- Listed entries
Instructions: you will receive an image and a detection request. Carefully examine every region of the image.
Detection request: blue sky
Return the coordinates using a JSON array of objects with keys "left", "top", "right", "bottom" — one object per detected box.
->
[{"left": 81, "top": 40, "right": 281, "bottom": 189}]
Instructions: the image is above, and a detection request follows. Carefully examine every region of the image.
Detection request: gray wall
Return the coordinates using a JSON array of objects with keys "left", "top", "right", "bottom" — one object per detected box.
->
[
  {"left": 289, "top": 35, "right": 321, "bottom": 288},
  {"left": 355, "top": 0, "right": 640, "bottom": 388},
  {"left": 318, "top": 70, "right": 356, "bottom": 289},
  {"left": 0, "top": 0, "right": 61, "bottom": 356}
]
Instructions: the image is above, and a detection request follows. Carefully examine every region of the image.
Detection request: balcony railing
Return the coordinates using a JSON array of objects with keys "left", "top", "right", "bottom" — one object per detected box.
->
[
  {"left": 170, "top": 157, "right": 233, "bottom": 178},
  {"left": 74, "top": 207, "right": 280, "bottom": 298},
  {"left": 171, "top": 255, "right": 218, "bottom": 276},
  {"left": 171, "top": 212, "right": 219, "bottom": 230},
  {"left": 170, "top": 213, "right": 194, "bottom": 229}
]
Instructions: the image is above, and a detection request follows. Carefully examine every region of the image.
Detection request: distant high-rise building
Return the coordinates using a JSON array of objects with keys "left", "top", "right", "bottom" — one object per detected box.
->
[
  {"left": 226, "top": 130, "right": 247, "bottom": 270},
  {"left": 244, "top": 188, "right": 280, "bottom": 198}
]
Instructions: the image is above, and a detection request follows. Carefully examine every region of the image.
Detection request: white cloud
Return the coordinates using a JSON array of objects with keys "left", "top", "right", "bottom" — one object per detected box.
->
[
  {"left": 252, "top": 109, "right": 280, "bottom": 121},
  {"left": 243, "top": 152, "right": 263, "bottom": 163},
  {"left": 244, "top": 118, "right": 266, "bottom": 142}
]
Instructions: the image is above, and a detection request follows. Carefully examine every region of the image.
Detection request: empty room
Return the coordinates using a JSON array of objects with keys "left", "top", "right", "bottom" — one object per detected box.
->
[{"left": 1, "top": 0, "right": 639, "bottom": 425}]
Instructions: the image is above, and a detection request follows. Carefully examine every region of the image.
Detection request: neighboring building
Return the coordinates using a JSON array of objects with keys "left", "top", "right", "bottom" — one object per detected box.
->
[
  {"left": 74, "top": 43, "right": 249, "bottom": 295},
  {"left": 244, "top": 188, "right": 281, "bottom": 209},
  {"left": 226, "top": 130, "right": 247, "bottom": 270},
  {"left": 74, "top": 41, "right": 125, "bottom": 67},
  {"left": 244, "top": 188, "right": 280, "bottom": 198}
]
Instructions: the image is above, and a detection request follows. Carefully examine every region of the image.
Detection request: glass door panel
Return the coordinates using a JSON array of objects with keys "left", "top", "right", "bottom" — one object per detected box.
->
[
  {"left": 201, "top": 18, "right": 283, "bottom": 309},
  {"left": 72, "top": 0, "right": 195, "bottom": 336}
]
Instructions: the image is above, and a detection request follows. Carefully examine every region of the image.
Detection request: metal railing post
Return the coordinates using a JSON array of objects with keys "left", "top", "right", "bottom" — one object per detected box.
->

- Exercise objective
Exactly as written above, copy every line.

- Exercise output
Instructions: you will receive an image and a detection request. Carefully examine every region of the image.
Detection request: blue sky
Return the coordinates using a JSON array of objects with keys "left", "top", "right", "bottom" — one object per detected box.
->
[{"left": 81, "top": 40, "right": 281, "bottom": 189}]
Instructions: the image is above, and a detection request follows. Carefully examine every region of the image.
Detection request: gray wall
Return the coordinates using a JSON array of objects with keys "left", "top", "right", "bottom" — one object per detected box.
->
[
  {"left": 289, "top": 35, "right": 321, "bottom": 288},
  {"left": 355, "top": 0, "right": 640, "bottom": 388},
  {"left": 318, "top": 70, "right": 356, "bottom": 289},
  {"left": 0, "top": 0, "right": 61, "bottom": 356}
]
Instructions: the image is above, and a detection request follows. Carefully examine every region of the image.
Detection request: balcony railing
Return the coordinates using a JSON array of objects with keys "left", "top", "right", "bottom" — one object per detected box.
->
[
  {"left": 170, "top": 157, "right": 233, "bottom": 178},
  {"left": 74, "top": 207, "right": 280, "bottom": 298},
  {"left": 171, "top": 255, "right": 218, "bottom": 276},
  {"left": 171, "top": 212, "right": 219, "bottom": 230},
  {"left": 170, "top": 213, "right": 194, "bottom": 229}
]
Instructions: the image is above, and a detection request follows. Carefully examine every region of the image.
Detection request: distant high-rise building
Return the coordinates using a JSON array of objects with keys "left", "top", "right", "bottom" — one object per detected box.
->
[
  {"left": 226, "top": 130, "right": 247, "bottom": 270},
  {"left": 244, "top": 188, "right": 280, "bottom": 198}
]
Instructions: the image is above, and a detection request follows. Carefully examine every region of the image.
Detection request: white cloud
Return the coordinates using a JSON array of objects with keys "left", "top", "right", "bottom" — one object per detected box.
->
[
  {"left": 252, "top": 109, "right": 280, "bottom": 121},
  {"left": 243, "top": 152, "right": 263, "bottom": 163},
  {"left": 244, "top": 118, "right": 266, "bottom": 142}
]
Instructions: the image is above, and a detection request follows. Carefully examine every region of the image.
Detection request: empty room
Return the coordinates using a JSON array of objects with keys "left", "top", "right", "bottom" — one object per detected box.
->
[{"left": 1, "top": 0, "right": 639, "bottom": 425}]
Instructions: the image is above, and a detection request follows. Carefully examine every region of the image.
Detection request: neighboring building
Return the coordinates using a JSON array of objects with keys "left", "top", "right", "bottom" — one object per detected box.
->
[
  {"left": 74, "top": 43, "right": 249, "bottom": 295},
  {"left": 244, "top": 188, "right": 281, "bottom": 209},
  {"left": 226, "top": 130, "right": 247, "bottom": 270},
  {"left": 74, "top": 41, "right": 125, "bottom": 67},
  {"left": 244, "top": 188, "right": 280, "bottom": 198}
]
Instructions: the image is above, and a detection request follows. Carefully examine every region of the image.
Detection request: glass door panel
Return the coordinates using a JSON array of objects with keys "left", "top", "right", "bottom" — one object per detected box.
->
[
  {"left": 201, "top": 18, "right": 283, "bottom": 309},
  {"left": 72, "top": 0, "right": 195, "bottom": 336}
]
Instructions: the image is above, and a detection request follows. Carefully examine every region of the image.
Detection request: metal railing post
Return the coordinates using a JSON array of objects with keys "left", "top", "right", "bottom" — one object per detected box.
->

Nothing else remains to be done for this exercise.